### Task to complete
Without omitting anything, return the records precisely as given.

[Saved entries]
↓↓↓
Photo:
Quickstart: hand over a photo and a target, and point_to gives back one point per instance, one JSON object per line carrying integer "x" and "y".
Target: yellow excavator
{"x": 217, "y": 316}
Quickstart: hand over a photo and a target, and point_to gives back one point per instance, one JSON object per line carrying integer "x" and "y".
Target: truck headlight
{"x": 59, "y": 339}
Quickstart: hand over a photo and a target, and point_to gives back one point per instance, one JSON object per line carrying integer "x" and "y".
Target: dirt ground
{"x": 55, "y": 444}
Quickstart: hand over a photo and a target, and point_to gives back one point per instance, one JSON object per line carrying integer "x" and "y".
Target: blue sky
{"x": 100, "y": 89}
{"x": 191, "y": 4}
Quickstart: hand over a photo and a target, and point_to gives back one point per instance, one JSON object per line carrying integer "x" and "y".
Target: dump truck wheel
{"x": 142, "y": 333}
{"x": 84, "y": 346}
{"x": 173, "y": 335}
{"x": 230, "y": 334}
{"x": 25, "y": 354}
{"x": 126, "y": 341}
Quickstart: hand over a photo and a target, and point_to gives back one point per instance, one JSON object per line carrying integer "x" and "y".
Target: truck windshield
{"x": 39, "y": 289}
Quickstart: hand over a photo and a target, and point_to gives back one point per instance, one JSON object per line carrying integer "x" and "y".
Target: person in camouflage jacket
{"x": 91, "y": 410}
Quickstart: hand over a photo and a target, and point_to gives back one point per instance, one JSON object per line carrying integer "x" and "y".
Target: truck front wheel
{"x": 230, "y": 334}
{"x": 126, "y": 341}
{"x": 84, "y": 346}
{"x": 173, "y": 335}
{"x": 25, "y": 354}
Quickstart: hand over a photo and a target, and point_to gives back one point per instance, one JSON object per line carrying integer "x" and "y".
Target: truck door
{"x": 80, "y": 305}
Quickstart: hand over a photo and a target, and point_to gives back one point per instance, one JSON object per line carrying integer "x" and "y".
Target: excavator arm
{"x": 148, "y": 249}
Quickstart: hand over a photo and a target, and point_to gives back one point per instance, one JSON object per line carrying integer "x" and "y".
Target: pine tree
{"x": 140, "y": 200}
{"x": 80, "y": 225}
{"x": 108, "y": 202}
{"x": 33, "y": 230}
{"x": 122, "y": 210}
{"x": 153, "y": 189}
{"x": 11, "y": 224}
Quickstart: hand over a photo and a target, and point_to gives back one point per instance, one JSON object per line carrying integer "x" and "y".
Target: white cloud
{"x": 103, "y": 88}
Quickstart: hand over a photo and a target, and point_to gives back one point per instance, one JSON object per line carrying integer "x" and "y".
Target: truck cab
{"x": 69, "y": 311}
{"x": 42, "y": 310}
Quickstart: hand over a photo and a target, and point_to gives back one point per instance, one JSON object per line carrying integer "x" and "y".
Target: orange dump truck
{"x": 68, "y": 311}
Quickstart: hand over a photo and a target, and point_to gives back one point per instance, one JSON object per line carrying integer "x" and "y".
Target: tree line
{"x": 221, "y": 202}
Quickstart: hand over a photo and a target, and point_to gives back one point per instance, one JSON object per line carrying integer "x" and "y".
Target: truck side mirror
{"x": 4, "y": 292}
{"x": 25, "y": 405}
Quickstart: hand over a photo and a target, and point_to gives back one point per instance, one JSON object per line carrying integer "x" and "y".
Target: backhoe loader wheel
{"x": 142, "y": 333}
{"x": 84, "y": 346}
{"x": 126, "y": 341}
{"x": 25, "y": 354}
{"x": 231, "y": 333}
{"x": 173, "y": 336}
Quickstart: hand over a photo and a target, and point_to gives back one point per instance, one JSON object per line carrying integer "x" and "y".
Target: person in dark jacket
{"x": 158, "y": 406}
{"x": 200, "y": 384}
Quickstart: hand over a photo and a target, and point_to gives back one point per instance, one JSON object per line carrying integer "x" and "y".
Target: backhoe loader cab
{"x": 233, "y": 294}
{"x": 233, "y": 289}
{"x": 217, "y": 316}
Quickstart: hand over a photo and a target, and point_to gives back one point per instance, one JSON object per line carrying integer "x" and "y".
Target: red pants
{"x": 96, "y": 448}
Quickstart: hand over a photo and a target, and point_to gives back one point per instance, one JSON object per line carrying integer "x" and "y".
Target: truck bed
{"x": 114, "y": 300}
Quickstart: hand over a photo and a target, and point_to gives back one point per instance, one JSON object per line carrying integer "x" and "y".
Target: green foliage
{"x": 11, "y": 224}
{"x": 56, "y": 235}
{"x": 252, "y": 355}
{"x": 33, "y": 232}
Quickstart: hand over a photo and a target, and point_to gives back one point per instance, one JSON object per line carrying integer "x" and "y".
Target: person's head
↑↑↑
### Exercise output
Photo:
Quickstart: hand over a photo and a target, and point_to gives back one point per instance, one JSON object per line carrying integer "x" and "y".
Target: yellow excavator
{"x": 217, "y": 316}
Quickstart: hand over a photo and a target, and point_to gives back one point per instance, one JSON object per line carrying integer "x" and "y".
Target: truck headlight
{"x": 59, "y": 339}
Quickstart: hand over a photo and a target, and point_to gives back one point per instance, one JSON object per line carrying integer "x" and "y".
Target: dirt ground
{"x": 55, "y": 444}
Quickstart: hand over a photo and a target, and point_to gives back one point per instance, one JSON object per line carrying integer "x" and "y".
Target: blue sky
{"x": 100, "y": 89}
{"x": 191, "y": 4}
Quickstart: hand over a photo and a target, and point_to gives back one point per instance, one JSON object per line carrying integer "x" and "y".
Target: dump truck wheel
{"x": 142, "y": 333}
{"x": 84, "y": 346}
{"x": 173, "y": 335}
{"x": 230, "y": 334}
{"x": 25, "y": 354}
{"x": 126, "y": 341}
Quickstart: hand over a photo and a target, and point_to gives back one point per instance, one JSON object per line carrying integer "x" and "y".
Target: truck windshield
{"x": 39, "y": 289}
Quickstart: hand over a photo and a target, and point_to gives back one point per instance, one JSON object per line carrying integer "x" and "y".
Target: person in camouflage jacket
{"x": 91, "y": 410}
Quickstart: hand over a photo and a target, and point_to gives back one point per instance, one JSON object per line carrying integer "x" and "y".
Target: truck front wheel
{"x": 230, "y": 334}
{"x": 126, "y": 341}
{"x": 84, "y": 346}
{"x": 173, "y": 335}
{"x": 25, "y": 354}
Quickstart: hand over a photo and a target, and point_to gives back one point per instance, one JSON object per line carrying integer "x" and "y".
Target: truck door
{"x": 80, "y": 305}
Quickstart: hand over a photo and a target, and point_to gives back one point per instance, one JSON object per line carrying integer "x" and "y".
Target: excavator arm
{"x": 148, "y": 249}
Quickstart: hand over a photo and a target, and point_to gives back one point per instance, one JSON object per line carrying integer "x" and "y".
Target: pine tree
{"x": 140, "y": 200}
{"x": 80, "y": 225}
{"x": 108, "y": 202}
{"x": 33, "y": 230}
{"x": 122, "y": 210}
{"x": 153, "y": 189}
{"x": 11, "y": 224}
Quickstart: hand over a photo and a target, and point_to gives back one point per instance, one JSON object per line carrying integer "x" and "y".
Target: white cloud
{"x": 103, "y": 88}
Quickstart: hand over a photo and a target, and point_to gives back one point per instance, one JSON object per line carrying integer "x" and "y".
Target: truck cab
{"x": 69, "y": 311}
{"x": 42, "y": 310}
Quickstart: hand over a photo and a target, and point_to gives back one point per instance, one JSON object per line carrying integer "x" and "y".
Target: orange dump truck
{"x": 68, "y": 311}
Quickstart: hand over a photo and a target, and point_to gives back one point per instance, one JSON object per line carrying integer "x" and "y".
Target: tree line
{"x": 221, "y": 202}
Quickstart: hand over a photo and a target, and point_to gives back one point per instance, one JSON object per line carrying integer "x" and "y".
Target: truck side mirror
{"x": 4, "y": 292}
{"x": 25, "y": 405}
Quickstart: hand over a photo and a target, and point_to gives back one point per instance, one JSON object per line carrying integer "x" and "y".
Target: backhoe loader wheel
{"x": 142, "y": 333}
{"x": 84, "y": 346}
{"x": 126, "y": 341}
{"x": 25, "y": 354}
{"x": 231, "y": 333}
{"x": 173, "y": 336}
Quickstart: hand over a photo and a target, and point_to gives back one point per instance, one JSON object per line carrying integer "x" and "y".
Target: person in dark jacket
{"x": 158, "y": 406}
{"x": 200, "y": 384}
Quickstart: hand over a photo and a target, and point_to gives back one point per instance, one JSON object per line carrying integer "x" and "y".
Target: backhoe loader cab
{"x": 233, "y": 294}
{"x": 233, "y": 289}
{"x": 217, "y": 316}
Quickstart: hand over a photo and a target, and point_to gives back one point per instance, one JSON object per line carrying integer "x" and "y".
Target: red pants
{"x": 96, "y": 448}
Quickstart: hand over a photo and a target, and point_to gives back one point per instance, one JSON object per line carrying integer "x" and "y".
Target: truck bed
{"x": 114, "y": 300}
Quickstart: hand over a photo and a target, and point_to gives back one point per instance, one JSON object per line carrying integer "x" and "y".
Target: green foliage
{"x": 11, "y": 224}
{"x": 56, "y": 235}
{"x": 252, "y": 355}
{"x": 33, "y": 232}
Quickstart: hand over a photo and a target, and point_to gives back one point per instance, one JSON object per line carrying integer "x" and "y".
Target: person's head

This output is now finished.